*Exercise goal*:
Reproduce the entire listing word for word.

*Given records*:
++++++++

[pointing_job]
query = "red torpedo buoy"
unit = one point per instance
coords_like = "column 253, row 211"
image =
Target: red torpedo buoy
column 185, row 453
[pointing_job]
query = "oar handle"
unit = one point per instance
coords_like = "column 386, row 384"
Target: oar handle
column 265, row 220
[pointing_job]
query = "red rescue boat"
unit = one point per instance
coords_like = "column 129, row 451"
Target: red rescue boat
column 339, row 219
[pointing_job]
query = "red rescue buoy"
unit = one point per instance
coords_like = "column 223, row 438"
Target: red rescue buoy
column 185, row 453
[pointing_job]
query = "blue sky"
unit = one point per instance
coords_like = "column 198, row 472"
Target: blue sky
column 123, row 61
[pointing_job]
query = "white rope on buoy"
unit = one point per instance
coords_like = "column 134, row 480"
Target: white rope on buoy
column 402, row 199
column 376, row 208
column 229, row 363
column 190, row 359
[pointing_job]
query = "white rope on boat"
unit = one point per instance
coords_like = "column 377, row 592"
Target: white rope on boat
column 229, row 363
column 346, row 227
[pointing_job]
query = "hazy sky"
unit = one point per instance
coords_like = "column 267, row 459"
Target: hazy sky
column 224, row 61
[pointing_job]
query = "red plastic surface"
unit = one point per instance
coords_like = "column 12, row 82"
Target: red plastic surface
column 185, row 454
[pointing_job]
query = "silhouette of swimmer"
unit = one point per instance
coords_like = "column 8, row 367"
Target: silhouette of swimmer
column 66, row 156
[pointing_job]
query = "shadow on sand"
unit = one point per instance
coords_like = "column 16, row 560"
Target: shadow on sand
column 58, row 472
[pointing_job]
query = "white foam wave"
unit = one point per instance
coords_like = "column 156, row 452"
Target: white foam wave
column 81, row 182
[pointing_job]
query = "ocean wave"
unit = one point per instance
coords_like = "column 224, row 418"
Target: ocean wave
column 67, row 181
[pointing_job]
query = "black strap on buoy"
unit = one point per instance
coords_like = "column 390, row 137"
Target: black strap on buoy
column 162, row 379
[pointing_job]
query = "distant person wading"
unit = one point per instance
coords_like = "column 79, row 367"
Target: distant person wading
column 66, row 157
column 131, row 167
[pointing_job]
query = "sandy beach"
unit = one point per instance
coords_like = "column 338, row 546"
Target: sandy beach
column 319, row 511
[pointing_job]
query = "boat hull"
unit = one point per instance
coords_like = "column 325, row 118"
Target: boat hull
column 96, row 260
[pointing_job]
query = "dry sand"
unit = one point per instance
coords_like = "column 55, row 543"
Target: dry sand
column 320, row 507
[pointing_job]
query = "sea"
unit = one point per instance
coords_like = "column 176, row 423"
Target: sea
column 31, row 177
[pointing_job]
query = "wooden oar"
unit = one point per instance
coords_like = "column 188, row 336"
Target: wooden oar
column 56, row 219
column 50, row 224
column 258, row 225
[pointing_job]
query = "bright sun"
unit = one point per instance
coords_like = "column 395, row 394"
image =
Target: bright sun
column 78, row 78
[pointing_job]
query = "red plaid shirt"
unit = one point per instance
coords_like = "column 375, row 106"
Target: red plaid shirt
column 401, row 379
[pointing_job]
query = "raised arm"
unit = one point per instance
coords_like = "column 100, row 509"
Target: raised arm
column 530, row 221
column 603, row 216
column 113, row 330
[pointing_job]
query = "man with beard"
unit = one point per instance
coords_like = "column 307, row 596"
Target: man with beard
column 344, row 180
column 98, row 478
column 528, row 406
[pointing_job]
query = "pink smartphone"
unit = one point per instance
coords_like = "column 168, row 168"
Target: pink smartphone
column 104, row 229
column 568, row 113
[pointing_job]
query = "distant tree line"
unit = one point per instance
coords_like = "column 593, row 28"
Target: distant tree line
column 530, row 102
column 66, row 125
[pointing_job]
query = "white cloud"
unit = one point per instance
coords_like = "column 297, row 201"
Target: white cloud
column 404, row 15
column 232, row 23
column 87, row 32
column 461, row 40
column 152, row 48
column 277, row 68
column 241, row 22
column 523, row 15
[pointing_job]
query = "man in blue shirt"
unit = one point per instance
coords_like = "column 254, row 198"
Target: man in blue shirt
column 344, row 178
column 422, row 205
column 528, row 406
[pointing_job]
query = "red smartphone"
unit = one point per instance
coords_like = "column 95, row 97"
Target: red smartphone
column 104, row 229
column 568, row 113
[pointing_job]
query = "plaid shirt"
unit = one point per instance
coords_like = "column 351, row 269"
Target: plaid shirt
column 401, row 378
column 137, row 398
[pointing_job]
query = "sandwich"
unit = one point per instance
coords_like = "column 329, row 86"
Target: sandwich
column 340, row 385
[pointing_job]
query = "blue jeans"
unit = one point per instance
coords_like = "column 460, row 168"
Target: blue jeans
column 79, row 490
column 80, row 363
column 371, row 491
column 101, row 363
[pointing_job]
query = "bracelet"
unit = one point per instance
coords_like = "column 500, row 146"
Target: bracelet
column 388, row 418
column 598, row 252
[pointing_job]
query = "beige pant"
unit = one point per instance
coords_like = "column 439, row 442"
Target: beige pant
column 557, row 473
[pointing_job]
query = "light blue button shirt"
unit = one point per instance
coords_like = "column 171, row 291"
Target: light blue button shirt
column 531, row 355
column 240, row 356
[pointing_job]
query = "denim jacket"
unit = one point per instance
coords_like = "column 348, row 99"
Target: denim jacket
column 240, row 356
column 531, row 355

++++++++

*Complete output*:
[pointing_job]
query = "red torpedo buoy"
unit = one point per instance
coords_like = "column 253, row 211"
image =
Target: red torpedo buoy
column 185, row 453
[pointing_job]
query = "oar handle"
unit = one point per instance
coords_like = "column 386, row 384"
Target: oar handle
column 265, row 220
[pointing_job]
query = "red rescue boat"
unit = one point per instance
coords_like = "column 129, row 451"
Target: red rescue boat
column 339, row 219
[pointing_job]
query = "red rescue buoy"
unit = one point per instance
coords_like = "column 223, row 438"
Target: red rescue buoy
column 185, row 453
[pointing_job]
query = "blue sky"
unit = one point per instance
coords_like = "column 198, row 472"
Target: blue sky
column 123, row 61
[pointing_job]
query = "white rope on buoy"
unit = one point per instance
coords_like = "column 134, row 480"
Target: white rope on buoy
column 402, row 199
column 376, row 208
column 229, row 363
column 190, row 359
[pointing_job]
query = "white rope on boat"
unit = one point per instance
coords_like = "column 377, row 592"
Target: white rope on boat
column 229, row 363
column 346, row 227
[pointing_job]
query = "hazy sky"
unit = one point per instance
coords_like = "column 267, row 459"
Target: hazy sky
column 224, row 61
[pointing_job]
query = "red plastic surface"
unit = one point per instance
coords_like = "column 12, row 82"
Target: red plastic surface
column 185, row 454
[pointing_job]
query = "silhouette of swimmer"
unit = one point per instance
coords_like = "column 8, row 367"
Target: silhouette of swimmer
column 66, row 156
[pointing_job]
query = "shadow on sand"
unit = one point per instance
coords_like = "column 16, row 560"
Target: shadow on sand
column 58, row 472
[pointing_job]
query = "white foam wave"
unit = one point per instance
coords_like = "column 156, row 452"
Target: white foam wave
column 81, row 182
[pointing_job]
query = "ocean wave"
unit = one point per instance
coords_like = "column 224, row 418"
Target: ocean wave
column 67, row 181
[pointing_job]
query = "black strap on buoy"
unit = one point per instance
coords_like = "column 390, row 137"
Target: black strap on buoy
column 162, row 379
[pointing_job]
query = "distant person wading"
unit = one point per instance
coords_like = "column 79, row 367"
Target: distant person wading
column 66, row 157
column 131, row 167
[pointing_job]
query = "sandy beach"
unit = one point per instance
coords_like = "column 338, row 546"
Target: sandy beach
column 319, row 511
[pointing_job]
query = "boat hull"
unit = one point per instance
coords_like = "column 325, row 118"
Target: boat hull
column 96, row 260
[pointing_job]
query = "dry sand"
unit = one point per instance
coords_like = "column 55, row 543"
Target: dry sand
column 320, row 507
[pointing_job]
query = "sea"
unit = one point per instance
coords_like = "column 176, row 423"
Target: sea
column 31, row 177
[pointing_job]
query = "wooden oar"
unit = one point per instance
coords_like = "column 188, row 336"
Target: wooden oar
column 56, row 219
column 50, row 224
column 258, row 225
[pointing_job]
query = "bright sun"
unit = one point per instance
coords_like = "column 395, row 394"
image =
Target: bright sun
column 78, row 78
[pointing_job]
query = "red plaid shirt"
unit = one point per instance
coords_like = "column 375, row 106"
Target: red plaid shirt
column 401, row 379
[pointing_job]
query = "raised arm"
unit = one point per instance
coords_like = "column 100, row 509"
Target: raised arm
column 530, row 221
column 603, row 216
column 113, row 330
[pointing_job]
query = "man with beard"
unit = one point per instance
coords_like = "column 307, row 596"
Target: man with beard
column 344, row 180
column 98, row 478
column 528, row 406
[pointing_job]
query = "pink smartphone"
unit = one point per instance
coords_like = "column 168, row 168"
Target: pink smartphone
column 104, row 229
column 568, row 113
[pointing_job]
query = "distant tree line"
unit = one point per instance
coords_like = "column 593, row 28"
Target: distant tree line
column 530, row 102
column 66, row 125
[pointing_job]
query = "white cloud"
unit = one point per instance
coords_like = "column 297, row 201"
Target: white cloud
column 404, row 15
column 232, row 23
column 87, row 32
column 461, row 40
column 152, row 48
column 277, row 68
column 241, row 22
column 523, row 15
[pointing_job]
query = "man in blue shirt"
unit = one point per instance
coords_like = "column 254, row 198"
Target: man in blue shirt
column 344, row 178
column 422, row 205
column 528, row 406
[pointing_job]
query = "red smartphone"
unit = one point per instance
coords_like = "column 95, row 97"
Target: red smartphone
column 104, row 229
column 568, row 113
[pointing_job]
query = "plaid shirt"
unit = one point per instance
coords_like = "column 351, row 269"
Target: plaid shirt
column 401, row 378
column 137, row 398
[pointing_job]
query = "sandwich"
unit = one point per instance
coords_like = "column 329, row 86"
Target: sandwich
column 340, row 385
[pointing_job]
query = "blue jeans"
unit = one point per instance
coords_like = "column 460, row 168"
Target: blue jeans
column 79, row 490
column 80, row 363
column 371, row 491
column 101, row 363
[pointing_job]
query = "bracelet"
unit = one point per instance
coords_like = "column 500, row 146"
Target: bracelet
column 388, row 418
column 598, row 252
[pointing_job]
query = "beige pant"
unit = one point per instance
coords_like = "column 439, row 442"
Target: beige pant
column 557, row 473
[pointing_job]
query = "light blue button shirt"
unit = one point per instance
coords_like = "column 171, row 291"
Target: light blue button shirt
column 531, row 355
column 240, row 356
[pointing_job]
query = "denim jacket"
unit = one point per instance
coords_like = "column 348, row 99"
Target: denim jacket
column 240, row 356
column 531, row 355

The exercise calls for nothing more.